**Material shown:**

---

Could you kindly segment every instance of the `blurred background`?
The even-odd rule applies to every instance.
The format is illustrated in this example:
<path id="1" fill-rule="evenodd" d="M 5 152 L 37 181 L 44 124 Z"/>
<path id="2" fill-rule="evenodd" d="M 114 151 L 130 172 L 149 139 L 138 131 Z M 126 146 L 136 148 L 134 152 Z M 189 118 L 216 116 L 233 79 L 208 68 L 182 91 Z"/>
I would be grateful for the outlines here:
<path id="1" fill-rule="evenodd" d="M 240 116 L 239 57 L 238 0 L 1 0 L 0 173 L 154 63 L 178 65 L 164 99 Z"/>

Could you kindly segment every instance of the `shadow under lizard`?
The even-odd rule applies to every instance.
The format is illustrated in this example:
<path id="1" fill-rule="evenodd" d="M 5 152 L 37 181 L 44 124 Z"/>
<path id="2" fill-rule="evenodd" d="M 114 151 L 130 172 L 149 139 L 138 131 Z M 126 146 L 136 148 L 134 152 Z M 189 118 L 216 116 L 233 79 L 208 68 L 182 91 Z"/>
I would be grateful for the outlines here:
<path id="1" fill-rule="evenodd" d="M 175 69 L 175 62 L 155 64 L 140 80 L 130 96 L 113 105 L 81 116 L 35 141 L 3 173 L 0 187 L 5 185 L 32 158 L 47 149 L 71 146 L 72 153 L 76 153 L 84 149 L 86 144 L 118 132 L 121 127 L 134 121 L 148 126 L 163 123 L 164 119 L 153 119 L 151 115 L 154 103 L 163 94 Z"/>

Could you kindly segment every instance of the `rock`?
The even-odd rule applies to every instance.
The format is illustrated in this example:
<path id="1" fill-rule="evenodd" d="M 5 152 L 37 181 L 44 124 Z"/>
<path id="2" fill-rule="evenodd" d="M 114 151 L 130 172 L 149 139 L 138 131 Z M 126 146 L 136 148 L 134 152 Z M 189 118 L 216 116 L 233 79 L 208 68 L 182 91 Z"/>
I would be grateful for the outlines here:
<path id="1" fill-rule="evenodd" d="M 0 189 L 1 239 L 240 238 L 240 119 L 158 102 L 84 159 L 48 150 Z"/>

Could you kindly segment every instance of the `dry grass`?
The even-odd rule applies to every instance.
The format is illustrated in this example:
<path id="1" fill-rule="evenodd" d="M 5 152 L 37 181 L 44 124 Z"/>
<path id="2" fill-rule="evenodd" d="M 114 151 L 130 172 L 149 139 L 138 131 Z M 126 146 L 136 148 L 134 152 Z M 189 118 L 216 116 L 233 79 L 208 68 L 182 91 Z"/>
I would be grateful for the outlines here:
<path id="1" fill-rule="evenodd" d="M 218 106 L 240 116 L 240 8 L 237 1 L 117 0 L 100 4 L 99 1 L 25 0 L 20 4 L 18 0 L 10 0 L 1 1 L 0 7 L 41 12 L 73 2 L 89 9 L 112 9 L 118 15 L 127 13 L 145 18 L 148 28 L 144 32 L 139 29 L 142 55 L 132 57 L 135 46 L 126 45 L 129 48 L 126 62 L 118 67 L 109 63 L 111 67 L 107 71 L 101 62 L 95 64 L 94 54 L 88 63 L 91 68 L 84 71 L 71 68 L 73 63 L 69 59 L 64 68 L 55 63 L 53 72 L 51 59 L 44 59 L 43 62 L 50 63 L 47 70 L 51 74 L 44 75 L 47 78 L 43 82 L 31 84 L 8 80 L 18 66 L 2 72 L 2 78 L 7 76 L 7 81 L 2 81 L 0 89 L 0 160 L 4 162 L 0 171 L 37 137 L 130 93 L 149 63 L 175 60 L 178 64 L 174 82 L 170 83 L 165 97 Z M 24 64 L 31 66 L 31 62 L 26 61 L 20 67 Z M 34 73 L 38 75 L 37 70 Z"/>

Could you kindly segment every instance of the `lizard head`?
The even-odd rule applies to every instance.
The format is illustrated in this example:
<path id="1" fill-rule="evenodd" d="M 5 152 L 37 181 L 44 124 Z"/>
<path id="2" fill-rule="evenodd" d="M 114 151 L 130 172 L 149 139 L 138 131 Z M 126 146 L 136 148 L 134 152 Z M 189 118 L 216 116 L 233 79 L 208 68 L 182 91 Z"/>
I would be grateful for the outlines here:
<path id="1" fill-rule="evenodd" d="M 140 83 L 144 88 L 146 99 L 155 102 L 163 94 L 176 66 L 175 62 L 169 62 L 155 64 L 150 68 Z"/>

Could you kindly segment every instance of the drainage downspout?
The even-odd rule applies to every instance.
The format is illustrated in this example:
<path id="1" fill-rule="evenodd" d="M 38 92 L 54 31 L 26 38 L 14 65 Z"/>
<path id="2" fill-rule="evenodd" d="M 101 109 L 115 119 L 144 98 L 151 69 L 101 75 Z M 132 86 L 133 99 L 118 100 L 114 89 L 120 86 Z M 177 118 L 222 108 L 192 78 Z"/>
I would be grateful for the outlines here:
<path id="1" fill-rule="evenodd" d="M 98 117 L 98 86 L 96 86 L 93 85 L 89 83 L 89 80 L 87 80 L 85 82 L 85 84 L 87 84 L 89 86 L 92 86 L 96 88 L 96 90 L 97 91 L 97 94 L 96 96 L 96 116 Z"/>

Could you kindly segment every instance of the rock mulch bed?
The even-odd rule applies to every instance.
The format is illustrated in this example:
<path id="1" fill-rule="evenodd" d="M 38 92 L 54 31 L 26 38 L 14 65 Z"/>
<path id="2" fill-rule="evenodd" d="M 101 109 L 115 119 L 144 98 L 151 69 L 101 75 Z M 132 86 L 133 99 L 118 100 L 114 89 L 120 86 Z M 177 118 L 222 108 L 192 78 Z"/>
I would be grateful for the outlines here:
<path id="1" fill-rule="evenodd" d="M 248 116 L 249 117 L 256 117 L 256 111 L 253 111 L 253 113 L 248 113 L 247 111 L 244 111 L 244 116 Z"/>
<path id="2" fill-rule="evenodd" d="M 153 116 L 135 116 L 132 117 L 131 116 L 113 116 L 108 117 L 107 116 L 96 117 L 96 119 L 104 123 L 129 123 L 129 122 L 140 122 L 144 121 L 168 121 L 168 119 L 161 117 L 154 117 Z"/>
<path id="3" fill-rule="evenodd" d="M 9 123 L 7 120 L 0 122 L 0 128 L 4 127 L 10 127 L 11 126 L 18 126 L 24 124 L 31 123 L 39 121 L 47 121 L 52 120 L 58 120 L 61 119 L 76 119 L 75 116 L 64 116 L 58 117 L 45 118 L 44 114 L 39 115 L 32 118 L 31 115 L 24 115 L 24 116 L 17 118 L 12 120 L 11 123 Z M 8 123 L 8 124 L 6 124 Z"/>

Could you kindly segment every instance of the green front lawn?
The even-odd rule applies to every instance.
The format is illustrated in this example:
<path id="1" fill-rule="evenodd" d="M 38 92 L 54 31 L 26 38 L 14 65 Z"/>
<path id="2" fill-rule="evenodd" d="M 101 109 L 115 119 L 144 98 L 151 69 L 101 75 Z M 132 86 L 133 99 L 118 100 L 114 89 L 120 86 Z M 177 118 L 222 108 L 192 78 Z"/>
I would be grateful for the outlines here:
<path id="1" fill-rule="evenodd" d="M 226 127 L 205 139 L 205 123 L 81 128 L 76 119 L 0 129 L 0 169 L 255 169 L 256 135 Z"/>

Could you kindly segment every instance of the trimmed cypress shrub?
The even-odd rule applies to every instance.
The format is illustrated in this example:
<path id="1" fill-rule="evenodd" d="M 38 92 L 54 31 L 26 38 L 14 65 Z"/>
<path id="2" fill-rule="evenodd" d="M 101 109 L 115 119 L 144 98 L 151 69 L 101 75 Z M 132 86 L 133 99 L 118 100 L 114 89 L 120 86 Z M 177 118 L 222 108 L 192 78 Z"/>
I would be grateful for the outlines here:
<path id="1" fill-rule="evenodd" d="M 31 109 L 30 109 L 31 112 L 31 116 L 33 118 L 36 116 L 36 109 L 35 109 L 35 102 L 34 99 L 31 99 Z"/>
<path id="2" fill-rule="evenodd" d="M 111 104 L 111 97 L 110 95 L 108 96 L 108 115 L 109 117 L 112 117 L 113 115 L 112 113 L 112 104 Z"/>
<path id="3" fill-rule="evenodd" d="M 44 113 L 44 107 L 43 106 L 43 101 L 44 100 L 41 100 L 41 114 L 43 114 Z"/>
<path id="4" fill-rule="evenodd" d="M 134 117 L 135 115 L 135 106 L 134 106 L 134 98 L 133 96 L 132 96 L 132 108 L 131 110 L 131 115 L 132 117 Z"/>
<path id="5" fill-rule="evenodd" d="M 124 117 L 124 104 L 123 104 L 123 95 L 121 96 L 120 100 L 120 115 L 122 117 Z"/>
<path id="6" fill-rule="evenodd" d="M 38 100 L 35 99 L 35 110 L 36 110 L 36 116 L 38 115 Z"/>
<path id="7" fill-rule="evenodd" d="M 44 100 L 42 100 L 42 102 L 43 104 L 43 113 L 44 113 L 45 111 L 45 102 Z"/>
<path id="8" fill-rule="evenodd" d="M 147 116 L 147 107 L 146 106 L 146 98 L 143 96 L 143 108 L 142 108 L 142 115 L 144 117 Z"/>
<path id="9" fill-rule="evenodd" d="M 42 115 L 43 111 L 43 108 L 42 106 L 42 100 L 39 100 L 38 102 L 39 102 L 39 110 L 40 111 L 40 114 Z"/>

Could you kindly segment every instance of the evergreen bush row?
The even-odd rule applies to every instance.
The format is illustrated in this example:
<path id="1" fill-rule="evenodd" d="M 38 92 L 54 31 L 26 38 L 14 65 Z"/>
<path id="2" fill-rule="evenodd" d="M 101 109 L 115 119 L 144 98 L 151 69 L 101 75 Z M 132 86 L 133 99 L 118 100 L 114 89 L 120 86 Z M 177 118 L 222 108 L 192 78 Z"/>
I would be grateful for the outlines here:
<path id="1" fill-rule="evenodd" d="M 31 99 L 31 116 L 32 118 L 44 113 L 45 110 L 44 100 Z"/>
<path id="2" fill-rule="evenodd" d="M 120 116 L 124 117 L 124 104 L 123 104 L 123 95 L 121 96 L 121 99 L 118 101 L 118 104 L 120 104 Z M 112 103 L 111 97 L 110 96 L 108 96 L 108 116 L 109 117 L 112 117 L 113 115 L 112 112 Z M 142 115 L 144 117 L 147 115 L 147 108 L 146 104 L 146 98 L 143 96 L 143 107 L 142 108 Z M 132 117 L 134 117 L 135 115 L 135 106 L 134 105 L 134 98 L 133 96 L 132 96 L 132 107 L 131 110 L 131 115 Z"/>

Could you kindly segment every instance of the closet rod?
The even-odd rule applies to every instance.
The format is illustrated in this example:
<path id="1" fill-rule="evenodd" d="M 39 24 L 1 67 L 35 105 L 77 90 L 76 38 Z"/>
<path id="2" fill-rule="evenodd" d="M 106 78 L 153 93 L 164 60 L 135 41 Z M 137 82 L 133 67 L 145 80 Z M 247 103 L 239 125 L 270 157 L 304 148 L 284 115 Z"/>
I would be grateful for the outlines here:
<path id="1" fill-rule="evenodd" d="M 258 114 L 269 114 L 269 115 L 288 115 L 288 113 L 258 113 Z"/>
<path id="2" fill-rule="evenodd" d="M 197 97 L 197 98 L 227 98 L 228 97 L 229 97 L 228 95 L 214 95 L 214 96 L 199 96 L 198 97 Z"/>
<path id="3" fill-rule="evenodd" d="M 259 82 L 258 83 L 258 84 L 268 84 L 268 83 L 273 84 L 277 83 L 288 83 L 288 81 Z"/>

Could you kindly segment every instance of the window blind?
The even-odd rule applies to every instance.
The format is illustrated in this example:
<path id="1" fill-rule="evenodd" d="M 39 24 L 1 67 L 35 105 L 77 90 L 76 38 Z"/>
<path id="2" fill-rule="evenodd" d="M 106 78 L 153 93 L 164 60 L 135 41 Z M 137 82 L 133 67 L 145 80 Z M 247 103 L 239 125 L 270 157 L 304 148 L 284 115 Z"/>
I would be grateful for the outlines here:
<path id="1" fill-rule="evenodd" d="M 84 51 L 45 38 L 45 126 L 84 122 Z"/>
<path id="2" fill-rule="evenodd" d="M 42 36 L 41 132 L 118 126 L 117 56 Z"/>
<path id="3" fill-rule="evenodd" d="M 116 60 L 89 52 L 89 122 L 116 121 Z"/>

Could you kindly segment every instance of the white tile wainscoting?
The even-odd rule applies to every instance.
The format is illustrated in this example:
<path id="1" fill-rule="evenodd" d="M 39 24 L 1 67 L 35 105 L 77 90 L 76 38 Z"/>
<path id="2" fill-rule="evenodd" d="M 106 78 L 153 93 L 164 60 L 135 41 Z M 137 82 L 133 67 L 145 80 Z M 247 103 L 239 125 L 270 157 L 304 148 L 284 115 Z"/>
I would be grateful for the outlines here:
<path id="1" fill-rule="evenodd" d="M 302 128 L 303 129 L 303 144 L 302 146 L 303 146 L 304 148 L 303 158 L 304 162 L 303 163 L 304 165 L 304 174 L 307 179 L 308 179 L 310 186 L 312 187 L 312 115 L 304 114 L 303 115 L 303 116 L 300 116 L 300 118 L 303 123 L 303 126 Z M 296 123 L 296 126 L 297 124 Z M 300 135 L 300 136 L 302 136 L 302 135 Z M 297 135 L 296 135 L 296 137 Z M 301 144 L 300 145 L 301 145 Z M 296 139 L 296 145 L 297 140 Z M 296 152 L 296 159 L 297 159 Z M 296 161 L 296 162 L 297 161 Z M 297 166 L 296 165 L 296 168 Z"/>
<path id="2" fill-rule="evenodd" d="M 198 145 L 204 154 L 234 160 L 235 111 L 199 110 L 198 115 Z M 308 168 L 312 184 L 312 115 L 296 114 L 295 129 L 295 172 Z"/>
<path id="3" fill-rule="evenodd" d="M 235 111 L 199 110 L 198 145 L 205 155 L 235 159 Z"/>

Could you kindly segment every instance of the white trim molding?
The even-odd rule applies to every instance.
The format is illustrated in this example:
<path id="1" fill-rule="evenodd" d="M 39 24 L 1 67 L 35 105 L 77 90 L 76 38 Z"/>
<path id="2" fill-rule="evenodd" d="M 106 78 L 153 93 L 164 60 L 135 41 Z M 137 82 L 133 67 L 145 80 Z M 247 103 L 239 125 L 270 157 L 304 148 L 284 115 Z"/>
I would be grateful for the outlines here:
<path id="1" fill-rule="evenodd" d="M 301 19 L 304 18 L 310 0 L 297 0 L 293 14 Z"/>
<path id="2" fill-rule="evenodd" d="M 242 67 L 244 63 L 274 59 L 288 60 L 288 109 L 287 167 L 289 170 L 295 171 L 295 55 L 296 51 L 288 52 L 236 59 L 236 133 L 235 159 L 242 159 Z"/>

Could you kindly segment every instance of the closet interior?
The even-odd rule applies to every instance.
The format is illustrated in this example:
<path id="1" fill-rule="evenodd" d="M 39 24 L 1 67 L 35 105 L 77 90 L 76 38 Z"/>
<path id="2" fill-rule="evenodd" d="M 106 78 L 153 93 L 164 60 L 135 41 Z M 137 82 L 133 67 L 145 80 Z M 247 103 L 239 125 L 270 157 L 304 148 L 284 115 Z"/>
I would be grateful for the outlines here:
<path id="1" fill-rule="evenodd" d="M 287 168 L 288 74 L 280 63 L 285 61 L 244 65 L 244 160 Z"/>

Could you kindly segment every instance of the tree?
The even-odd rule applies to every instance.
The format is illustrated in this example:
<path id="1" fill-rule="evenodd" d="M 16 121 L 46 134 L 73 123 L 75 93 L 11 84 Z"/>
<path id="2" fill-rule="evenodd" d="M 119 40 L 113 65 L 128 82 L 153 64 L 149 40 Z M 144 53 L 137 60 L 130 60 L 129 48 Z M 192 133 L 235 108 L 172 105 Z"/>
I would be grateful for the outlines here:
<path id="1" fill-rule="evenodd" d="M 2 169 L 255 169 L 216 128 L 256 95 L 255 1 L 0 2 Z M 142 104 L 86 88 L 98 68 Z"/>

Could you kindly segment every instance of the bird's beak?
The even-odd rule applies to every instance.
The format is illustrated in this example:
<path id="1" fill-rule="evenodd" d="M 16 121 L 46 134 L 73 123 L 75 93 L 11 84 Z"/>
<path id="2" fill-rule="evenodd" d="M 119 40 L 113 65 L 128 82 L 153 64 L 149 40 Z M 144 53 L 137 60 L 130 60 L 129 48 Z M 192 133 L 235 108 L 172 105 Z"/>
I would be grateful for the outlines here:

---

**Set task:** Transcribe only the trailing portion of the entries above: the line that contains "Could you kindly segment every instance of the white trim" and each line after it.

**Solution for this task:**
Could you kindly segment every instance of the white trim molding?
The even-odd rule applies to every instance.
The format is illustrated in this example:
<path id="1" fill-rule="evenodd" d="M 39 24 L 1 67 L 35 105 L 77 90 L 76 38 Z"/>
<path id="2" fill-rule="evenodd" d="M 106 78 L 153 93 L 164 60 L 135 41 Z M 137 82 L 133 67 L 145 80 Z M 247 103 L 239 125 L 270 157 L 304 148 L 284 115 Z"/>
I would be grateful for the outlines here:
<path id="1" fill-rule="evenodd" d="M 301 19 L 304 18 L 310 0 L 297 0 L 293 14 Z"/>
<path id="2" fill-rule="evenodd" d="M 242 67 L 244 63 L 274 59 L 288 60 L 288 109 L 287 167 L 289 170 L 295 171 L 295 55 L 296 51 L 288 52 L 236 59 L 236 133 L 235 159 L 242 159 Z"/>

Could you kindly segment every instance of the closet interior?
The even-odd rule applies to every instance.
The format is illustrated in this example:
<path id="1" fill-rule="evenodd" d="M 39 24 L 1 67 L 35 105 L 77 90 L 76 38 Z"/>
<path id="2" fill-rule="evenodd" d="M 106 78 L 153 93 L 164 60 L 135 41 Z M 137 82 L 133 67 L 145 80 Z M 247 103 L 239 125 L 270 157 L 304 148 L 284 115 Z"/>
I would be grateful for the outlines here:
<path id="1" fill-rule="evenodd" d="M 287 168 L 288 74 L 280 63 L 285 61 L 244 65 L 244 160 Z"/>

Could you kindly segment every instance of the tree?
The even-odd rule applies to every instance.
The format is illustrated in this example:
<path id="1" fill-rule="evenodd" d="M 16 121 L 46 134 L 73 123 L 75 93 L 11 84 Z"/>
<path id="2" fill-rule="evenodd" d="M 119 40 L 113 65 L 128 82 L 153 64 L 149 40 Z M 144 53 L 137 60 L 130 60 L 129 48 Z M 192 133 L 235 108 L 172 105 Z"/>
I would be grateful for the outlines here:
<path id="1" fill-rule="evenodd" d="M 2 169 L 255 169 L 216 128 L 256 95 L 255 1 L 0 2 Z M 142 104 L 86 88 L 98 68 Z"/>

Could you kindly segment every instance of the bird's beak?
The even-odd rule applies to every instance.
The format is illustrated in this example:
<path id="1" fill-rule="evenodd" d="M 16 121 L 46 134 L 73 123 L 75 93 L 11 84 Z"/>
<path id="2" fill-rule="evenodd" d="M 119 40 L 113 65 L 128 82 L 153 64 L 149 40 Z M 144 53 L 137 60 L 130 60 L 129 48 Z M 192 133 L 235 108 L 172 105 Z"/>
I would be grateful for the outlines here:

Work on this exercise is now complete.